▶ _Texto del documento_
——————
Pilar González-Conde

El año 37 d. C. murió Tiberio en su exilio de Capri, a donde se había retirado unos años antes. Los acontecimientos de sus últimos momentos de vida han sido relatados por Suetonio y Tácito, que difieren ligeramente sobre los mismos. Entre las personas que acompañaban al Príncipe estaban Macro (prefecto del pretorio, al mando de las unidades que componían la guardia del príncipe); Gaio (Calígula), el hijo menor de Germánico, ahora hijo adoptivo de Tiberio; y Tiberio Gemelo, nieto del Príncipe. Los dos últimos, como parientes vivos más próximos al monarca, eran potenciales sucesores.

Según Suetonio, la muerte del monarca hizo estallar el odio que la población de Roma sentía por él, debido a su supuesta crueldad, de manera que la plebe de Roma dudaba entre arrojar su cadáver al Tíber (haciendo un juego de palabras, el biógrafo dice que gritaban «Tiberio, al Tíber») o a las Gemonias (como si fuera el cuerpo de un ajusticiado).

El testamento de Tiberio dejaba como herederos a Gaio y a Tiberio Gemelo, pero la prematura muerte de éste, poco después de la del propio Príncipe y con las habituales sospechas de asesinato que acompañaban a las muertes de la familia imperial, dejó a Gaio la única legitimidad dinástica posible.

Los beneficiarios de la generosidad de Tiberio a través de sus disposiciones testamentarias eran, como se esperaba del Príncipe, la plebe y los soldados y las sacerdotisas del templo de Vesta (depositarias del documento), aunque en el pasado ya se había demostrado que estos donativos se podían retrasar indefinidamente si las arcas del Estado no estaban muy saneadas, tal y como había ocurrido con los testamentos de Augusto y Livia.
——————
▶ _Solicitud escrita A_
¿Puedes extraer, del texto sobre la muerte de Tiberio, todo lo que va desde "El testamento de" hasta "legitimidad dinástica posible.", sin alterar nada?

Elementos para identificar ubicaciones
——————
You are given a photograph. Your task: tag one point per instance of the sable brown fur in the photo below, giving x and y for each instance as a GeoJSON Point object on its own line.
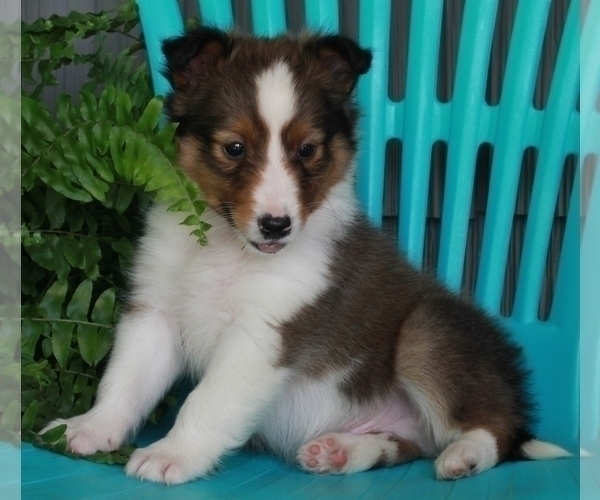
{"type": "Point", "coordinates": [393, 326]}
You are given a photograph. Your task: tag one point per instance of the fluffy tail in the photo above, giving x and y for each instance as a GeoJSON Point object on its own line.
{"type": "Point", "coordinates": [541, 450]}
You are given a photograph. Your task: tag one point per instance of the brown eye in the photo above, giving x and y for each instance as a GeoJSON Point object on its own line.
{"type": "Point", "coordinates": [306, 151]}
{"type": "Point", "coordinates": [234, 150]}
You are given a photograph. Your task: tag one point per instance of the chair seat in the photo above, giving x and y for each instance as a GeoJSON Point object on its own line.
{"type": "Point", "coordinates": [47, 475]}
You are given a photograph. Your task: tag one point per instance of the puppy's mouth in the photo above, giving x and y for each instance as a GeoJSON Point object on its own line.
{"type": "Point", "coordinates": [272, 246]}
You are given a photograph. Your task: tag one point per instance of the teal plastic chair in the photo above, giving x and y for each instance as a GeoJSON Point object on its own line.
{"type": "Point", "coordinates": [420, 120]}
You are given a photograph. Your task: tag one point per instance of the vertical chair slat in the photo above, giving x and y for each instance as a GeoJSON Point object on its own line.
{"type": "Point", "coordinates": [373, 96]}
{"type": "Point", "coordinates": [467, 103]}
{"type": "Point", "coordinates": [552, 153]}
{"type": "Point", "coordinates": [515, 105]}
{"type": "Point", "coordinates": [216, 13]}
{"type": "Point", "coordinates": [418, 139]}
{"type": "Point", "coordinates": [590, 80]}
{"type": "Point", "coordinates": [322, 15]}
{"type": "Point", "coordinates": [160, 20]}
{"type": "Point", "coordinates": [268, 17]}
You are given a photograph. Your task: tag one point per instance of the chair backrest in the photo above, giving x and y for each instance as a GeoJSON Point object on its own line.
{"type": "Point", "coordinates": [464, 123]}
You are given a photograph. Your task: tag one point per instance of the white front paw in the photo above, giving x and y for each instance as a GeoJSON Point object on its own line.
{"type": "Point", "coordinates": [89, 433]}
{"type": "Point", "coordinates": [166, 462]}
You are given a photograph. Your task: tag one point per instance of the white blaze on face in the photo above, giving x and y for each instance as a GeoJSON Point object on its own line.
{"type": "Point", "coordinates": [277, 193]}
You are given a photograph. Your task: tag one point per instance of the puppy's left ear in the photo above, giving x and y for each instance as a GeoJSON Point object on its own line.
{"type": "Point", "coordinates": [342, 59]}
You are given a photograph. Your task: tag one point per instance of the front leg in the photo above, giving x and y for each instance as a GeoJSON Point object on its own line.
{"type": "Point", "coordinates": [218, 416]}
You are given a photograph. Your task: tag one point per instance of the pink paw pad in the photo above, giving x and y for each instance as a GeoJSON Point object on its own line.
{"type": "Point", "coordinates": [323, 455]}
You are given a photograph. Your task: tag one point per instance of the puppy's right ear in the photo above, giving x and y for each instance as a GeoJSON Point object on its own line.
{"type": "Point", "coordinates": [192, 57]}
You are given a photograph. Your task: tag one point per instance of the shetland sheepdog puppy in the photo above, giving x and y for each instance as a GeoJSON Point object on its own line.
{"type": "Point", "coordinates": [308, 335]}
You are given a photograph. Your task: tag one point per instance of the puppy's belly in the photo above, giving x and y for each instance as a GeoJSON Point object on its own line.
{"type": "Point", "coordinates": [396, 416]}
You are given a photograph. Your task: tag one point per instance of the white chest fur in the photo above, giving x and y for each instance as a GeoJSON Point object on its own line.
{"type": "Point", "coordinates": [225, 289]}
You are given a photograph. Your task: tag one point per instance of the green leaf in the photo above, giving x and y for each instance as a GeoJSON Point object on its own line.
{"type": "Point", "coordinates": [62, 267]}
{"type": "Point", "coordinates": [54, 434]}
{"type": "Point", "coordinates": [93, 254]}
{"type": "Point", "coordinates": [183, 205]}
{"type": "Point", "coordinates": [191, 220]}
{"type": "Point", "coordinates": [104, 307]}
{"type": "Point", "coordinates": [67, 394]}
{"type": "Point", "coordinates": [123, 108]}
{"type": "Point", "coordinates": [74, 154]}
{"type": "Point", "coordinates": [124, 197]}
{"type": "Point", "coordinates": [79, 305]}
{"type": "Point", "coordinates": [11, 416]}
{"type": "Point", "coordinates": [73, 251]}
{"type": "Point", "coordinates": [38, 249]}
{"type": "Point", "coordinates": [30, 334]}
{"type": "Point", "coordinates": [60, 183]}
{"type": "Point", "coordinates": [89, 106]}
{"type": "Point", "coordinates": [55, 208]}
{"type": "Point", "coordinates": [51, 305]}
{"type": "Point", "coordinates": [151, 115]}
{"type": "Point", "coordinates": [94, 343]}
{"type": "Point", "coordinates": [62, 334]}
{"type": "Point", "coordinates": [28, 419]}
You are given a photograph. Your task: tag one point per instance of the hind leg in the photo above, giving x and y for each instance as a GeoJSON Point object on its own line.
{"type": "Point", "coordinates": [474, 452]}
{"type": "Point", "coordinates": [344, 453]}
{"type": "Point", "coordinates": [466, 380]}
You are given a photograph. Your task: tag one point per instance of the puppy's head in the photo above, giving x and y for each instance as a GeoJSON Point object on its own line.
{"type": "Point", "coordinates": [267, 126]}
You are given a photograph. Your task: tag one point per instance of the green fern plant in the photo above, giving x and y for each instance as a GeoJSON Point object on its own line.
{"type": "Point", "coordinates": [89, 169]}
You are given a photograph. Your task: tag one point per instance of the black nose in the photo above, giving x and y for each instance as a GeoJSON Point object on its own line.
{"type": "Point", "coordinates": [274, 227]}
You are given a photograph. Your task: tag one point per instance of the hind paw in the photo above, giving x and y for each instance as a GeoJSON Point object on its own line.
{"type": "Point", "coordinates": [325, 455]}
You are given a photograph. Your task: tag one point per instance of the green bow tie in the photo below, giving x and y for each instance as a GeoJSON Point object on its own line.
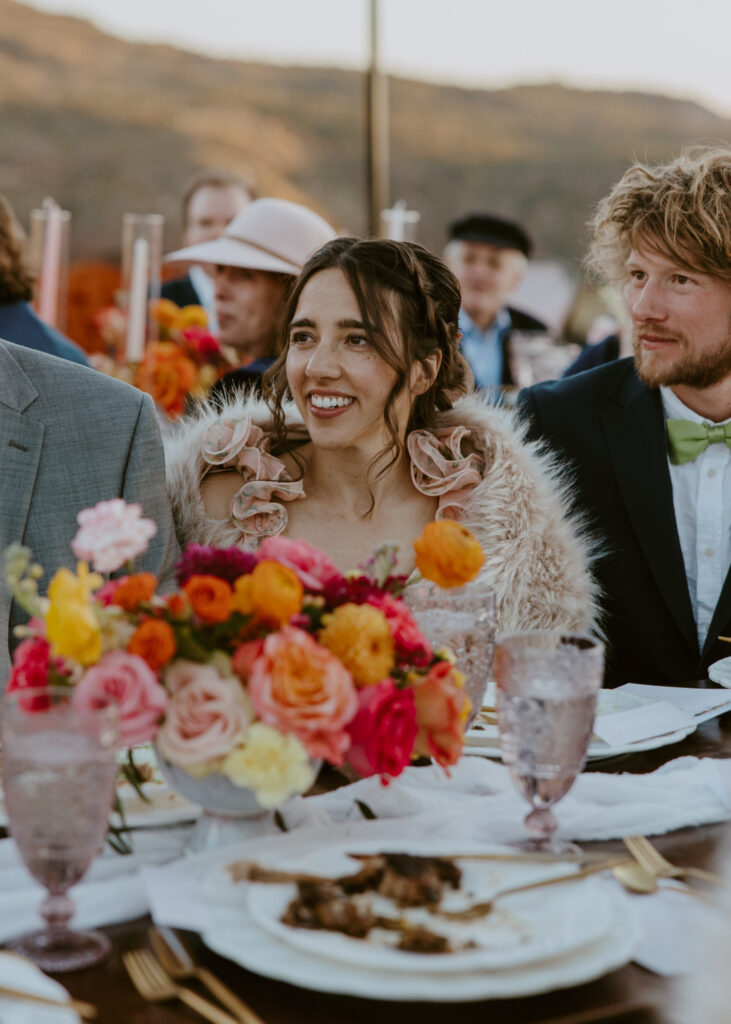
{"type": "Point", "coordinates": [687, 439]}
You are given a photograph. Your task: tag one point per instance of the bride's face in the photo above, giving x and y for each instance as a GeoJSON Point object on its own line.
{"type": "Point", "coordinates": [339, 381]}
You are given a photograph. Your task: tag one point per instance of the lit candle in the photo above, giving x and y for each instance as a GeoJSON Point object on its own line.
{"type": "Point", "coordinates": [50, 265]}
{"type": "Point", "coordinates": [137, 301]}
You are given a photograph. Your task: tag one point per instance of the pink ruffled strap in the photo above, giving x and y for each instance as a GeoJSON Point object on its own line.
{"type": "Point", "coordinates": [441, 469]}
{"type": "Point", "coordinates": [242, 445]}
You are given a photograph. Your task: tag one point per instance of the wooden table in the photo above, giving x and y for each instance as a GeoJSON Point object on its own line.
{"type": "Point", "coordinates": [277, 1003]}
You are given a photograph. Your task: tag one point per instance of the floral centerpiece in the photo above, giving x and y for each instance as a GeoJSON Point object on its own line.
{"type": "Point", "coordinates": [183, 359]}
{"type": "Point", "coordinates": [257, 666]}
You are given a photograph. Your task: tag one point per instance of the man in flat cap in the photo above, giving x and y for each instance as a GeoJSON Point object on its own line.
{"type": "Point", "coordinates": [488, 256]}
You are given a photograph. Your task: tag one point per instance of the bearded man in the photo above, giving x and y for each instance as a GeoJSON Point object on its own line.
{"type": "Point", "coordinates": [649, 437]}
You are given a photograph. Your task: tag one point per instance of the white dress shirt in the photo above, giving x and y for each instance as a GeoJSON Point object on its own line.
{"type": "Point", "coordinates": [701, 498]}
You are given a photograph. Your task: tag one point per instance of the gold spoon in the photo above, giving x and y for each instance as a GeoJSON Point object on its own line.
{"type": "Point", "coordinates": [635, 878]}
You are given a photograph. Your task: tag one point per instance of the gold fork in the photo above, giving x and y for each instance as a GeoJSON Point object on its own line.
{"type": "Point", "coordinates": [644, 852]}
{"type": "Point", "coordinates": [178, 963]}
{"type": "Point", "coordinates": [156, 986]}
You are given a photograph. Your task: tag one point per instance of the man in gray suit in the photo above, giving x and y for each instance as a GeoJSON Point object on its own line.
{"type": "Point", "coordinates": [69, 438]}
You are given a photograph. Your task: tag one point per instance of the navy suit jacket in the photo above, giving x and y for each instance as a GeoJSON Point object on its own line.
{"type": "Point", "coordinates": [610, 429]}
{"type": "Point", "coordinates": [19, 325]}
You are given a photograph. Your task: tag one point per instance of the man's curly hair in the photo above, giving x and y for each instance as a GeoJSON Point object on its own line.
{"type": "Point", "coordinates": [680, 210]}
{"type": "Point", "coordinates": [16, 280]}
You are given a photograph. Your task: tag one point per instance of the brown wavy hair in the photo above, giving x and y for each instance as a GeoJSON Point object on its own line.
{"type": "Point", "coordinates": [410, 303]}
{"type": "Point", "coordinates": [16, 279]}
{"type": "Point", "coordinates": [681, 210]}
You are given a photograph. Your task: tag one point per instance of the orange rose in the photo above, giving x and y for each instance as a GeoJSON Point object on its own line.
{"type": "Point", "coordinates": [211, 598]}
{"type": "Point", "coordinates": [168, 375]}
{"type": "Point", "coordinates": [135, 589]}
{"type": "Point", "coordinates": [447, 553]}
{"type": "Point", "coordinates": [272, 592]}
{"type": "Point", "coordinates": [164, 312]}
{"type": "Point", "coordinates": [155, 642]}
{"type": "Point", "coordinates": [441, 712]}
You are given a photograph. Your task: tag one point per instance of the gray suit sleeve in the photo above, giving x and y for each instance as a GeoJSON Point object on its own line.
{"type": "Point", "coordinates": [144, 482]}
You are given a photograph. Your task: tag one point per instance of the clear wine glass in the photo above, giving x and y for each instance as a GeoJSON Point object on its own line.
{"type": "Point", "coordinates": [58, 773]}
{"type": "Point", "coordinates": [464, 620]}
{"type": "Point", "coordinates": [547, 696]}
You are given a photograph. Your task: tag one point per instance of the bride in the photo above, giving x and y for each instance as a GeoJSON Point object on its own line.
{"type": "Point", "coordinates": [370, 430]}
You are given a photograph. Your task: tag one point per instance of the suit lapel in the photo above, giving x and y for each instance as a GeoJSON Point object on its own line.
{"type": "Point", "coordinates": [636, 435]}
{"type": "Point", "coordinates": [20, 444]}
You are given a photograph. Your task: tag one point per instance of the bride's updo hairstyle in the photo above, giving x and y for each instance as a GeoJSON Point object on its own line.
{"type": "Point", "coordinates": [410, 303]}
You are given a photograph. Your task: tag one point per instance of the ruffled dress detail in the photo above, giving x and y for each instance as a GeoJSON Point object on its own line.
{"type": "Point", "coordinates": [256, 508]}
{"type": "Point", "coordinates": [444, 465]}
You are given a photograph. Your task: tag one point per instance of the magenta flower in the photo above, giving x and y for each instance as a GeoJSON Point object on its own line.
{"type": "Point", "coordinates": [226, 563]}
{"type": "Point", "coordinates": [111, 534]}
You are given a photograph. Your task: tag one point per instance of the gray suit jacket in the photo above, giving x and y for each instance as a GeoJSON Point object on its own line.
{"type": "Point", "coordinates": [69, 438]}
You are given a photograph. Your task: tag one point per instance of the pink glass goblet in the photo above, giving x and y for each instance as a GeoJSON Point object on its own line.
{"type": "Point", "coordinates": [547, 696]}
{"type": "Point", "coordinates": [462, 619]}
{"type": "Point", "coordinates": [58, 772]}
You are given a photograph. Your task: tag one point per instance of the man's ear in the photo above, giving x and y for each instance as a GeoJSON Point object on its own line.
{"type": "Point", "coordinates": [424, 373]}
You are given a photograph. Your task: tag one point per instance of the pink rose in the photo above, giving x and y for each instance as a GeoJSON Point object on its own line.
{"type": "Point", "coordinates": [383, 731]}
{"type": "Point", "coordinates": [111, 534]}
{"type": "Point", "coordinates": [300, 687]}
{"type": "Point", "coordinates": [204, 718]}
{"type": "Point", "coordinates": [311, 565]}
{"type": "Point", "coordinates": [412, 647]}
{"type": "Point", "coordinates": [132, 684]}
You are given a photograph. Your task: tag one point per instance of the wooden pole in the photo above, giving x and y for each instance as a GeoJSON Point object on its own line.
{"type": "Point", "coordinates": [377, 129]}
——————
▶ _Solicitud escrita B_
¿Puedes sacar del listado, sin cambios, cada línea que contenga la cadena "glass"?

▶ _Resultado de tarea A_
El testamento de Tiberio dejaba como herederos a Gaio y a Tiberio Gemelo, pero la prematura muerte de éste, poco después de la del propio Príncipe y con las habituales sospechas de asesinato que acompañaban a las muertes de la familia imperial, dejó a Gaio la única legitimidad dinástica posible.

▶ _Resultado de tarea B_
You are given a photograph. Your task: tag one point per instance of the clear wine glass in the photo above, giving x and y for each instance as a GeoJSON Point object on its own line.
You are given a photograph. Your task: tag one point per instance of the pink glass goblet in the photo above, giving x and y for each instance as a GeoJSON Point object on its own line.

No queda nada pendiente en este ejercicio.